■ **TO DO**: Exactly repeat the full listing that follows.

■ **THE DATA**:
◆ ◆ ◆ ◆ ◆ ◆ ◆

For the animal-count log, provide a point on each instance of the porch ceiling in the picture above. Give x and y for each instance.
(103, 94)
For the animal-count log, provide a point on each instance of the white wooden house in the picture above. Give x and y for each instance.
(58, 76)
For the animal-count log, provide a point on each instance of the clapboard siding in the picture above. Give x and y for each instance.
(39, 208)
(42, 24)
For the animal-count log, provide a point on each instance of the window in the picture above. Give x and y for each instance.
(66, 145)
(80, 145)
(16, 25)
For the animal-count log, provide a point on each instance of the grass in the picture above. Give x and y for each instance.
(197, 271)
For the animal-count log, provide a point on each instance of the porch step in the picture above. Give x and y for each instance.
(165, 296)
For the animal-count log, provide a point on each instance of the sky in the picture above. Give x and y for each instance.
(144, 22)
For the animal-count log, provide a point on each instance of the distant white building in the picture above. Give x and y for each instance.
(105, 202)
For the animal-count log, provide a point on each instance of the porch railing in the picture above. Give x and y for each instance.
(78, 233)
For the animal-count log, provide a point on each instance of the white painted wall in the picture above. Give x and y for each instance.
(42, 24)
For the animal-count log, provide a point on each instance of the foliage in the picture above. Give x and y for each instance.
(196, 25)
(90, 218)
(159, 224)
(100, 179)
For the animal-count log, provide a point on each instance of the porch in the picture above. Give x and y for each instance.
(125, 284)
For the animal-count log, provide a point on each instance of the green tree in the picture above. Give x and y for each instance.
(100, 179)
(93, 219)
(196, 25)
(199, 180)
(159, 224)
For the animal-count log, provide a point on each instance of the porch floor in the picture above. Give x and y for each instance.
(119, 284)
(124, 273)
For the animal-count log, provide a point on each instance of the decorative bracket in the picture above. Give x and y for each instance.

◆ ◆ ◆ ◆ ◆ ◆ ◆

■ **REPLY**:
For the animal-count log, provide a point on each instance of the porch ceiling in the picture above. Give x and y for each instance.
(103, 94)
For the animal-count log, provide a point on each instance of the white wooden house in the picture above. Give x and y for each instance.
(58, 76)
For the animal-count log, provide a point on each instance of the clapboard siding in the picture above. Give x and y for each instance.
(39, 208)
(42, 24)
For the animal-count log, provide a point on each instance of the window in the picture above. Give x and y for each instance.
(66, 145)
(80, 145)
(16, 25)
For the animal-count log, provide a point on each instance of the grass in the picture above. Give x and y for each instance.
(197, 271)
For the animal-count log, provide a point on each instance of the porch step in the picture above. Give x and y for each instance.
(165, 296)
For the animal-count log, provide a point on each instance of the sky in the picture above. Give x and y for each instance.
(144, 22)
For the animal-count log, provide a point on each instance of the distant white building in the picture above. Give x and y for each instance.
(105, 202)
For the animal-count log, provide a point on each instance of the porch railing in the picture above. Give x and y for each instance.
(78, 233)
For the animal-count log, provide a point on each instance of the white painted wall in the picture above. Give x and y for each instance.
(42, 24)
For the animal-count log, provide a point on each instance of the foliage in the picture above. Give x and y for each instance.
(196, 25)
(90, 218)
(159, 224)
(100, 179)
For the animal-count log, provide a point on each instance of the porch in the picture above. Give x and y for each instance.
(125, 284)
For the animal-count log, provide a point on each instance of the green tree in the picture above. Give x and y for each instance.
(100, 179)
(93, 219)
(196, 25)
(199, 180)
(159, 224)
For the animal-count log, provide a point on each instance of the porch floor in the picture above. Give x and y for each instance.
(119, 284)
(124, 273)
For the animal-count log, provide a point on each instance of the decorative bracket in the picture above. Give x and y for each instance.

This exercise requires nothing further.